FRAGMENTO DE ORIGEN:

* * *

“Nos hemos vuelto pobres. Hemos ido entregando una porción tras otra de la herencia de la humanidad; a menudo hemos tenido que dejarlas en la casa de empeño por la centésima parte de su valor, a cambio de la calderilla de lo actual”.
(Walter
Benjamin)
“No hay para pan y lo gastamos en estampas”, reza el adagio tradicional que pretende advertirnos del peligro de los gastos superfluos en tiempos de crisis, y concuerda con todos aquellos que desearían convencernos de que las manifestaciones culturales, y más en concreto las producciones artísticas, no son otra cosa que un adorno inocuo, un dispendio poco menos que inútil del que se puede prescindir cuando las cosas vienen mal dadas.
El
refrán, como buena parte de los lugares comunes que ruedan de mano en mano, no
es más que un fósil ideológico desprendido del discurso dominante, ese mismo discurso
que decreta los modos y maneras de la experiencia, el mismo discurso que pretende
condenar a una parte de la población a una existencia de pura subsistencia,
pues ninguna otra cosa es necesaria para seguir empujando mansamente la noria
productiva.

* * *

TAREA: En el fragmento sobre la cultura en tiempos de crisis, ¿de qué pretende advertirnos el adagio "No hay para pan y lo gastamos en estampas"? Las líneas no son necesarias para responder.

DATOS REGISTRADOS:

* * *

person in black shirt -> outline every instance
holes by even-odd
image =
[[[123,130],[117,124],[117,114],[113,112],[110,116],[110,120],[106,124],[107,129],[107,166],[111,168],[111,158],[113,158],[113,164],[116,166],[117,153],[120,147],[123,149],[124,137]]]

* * *

RESULTADO: Del peligro de los gastos superfluos en tiempos de crisis.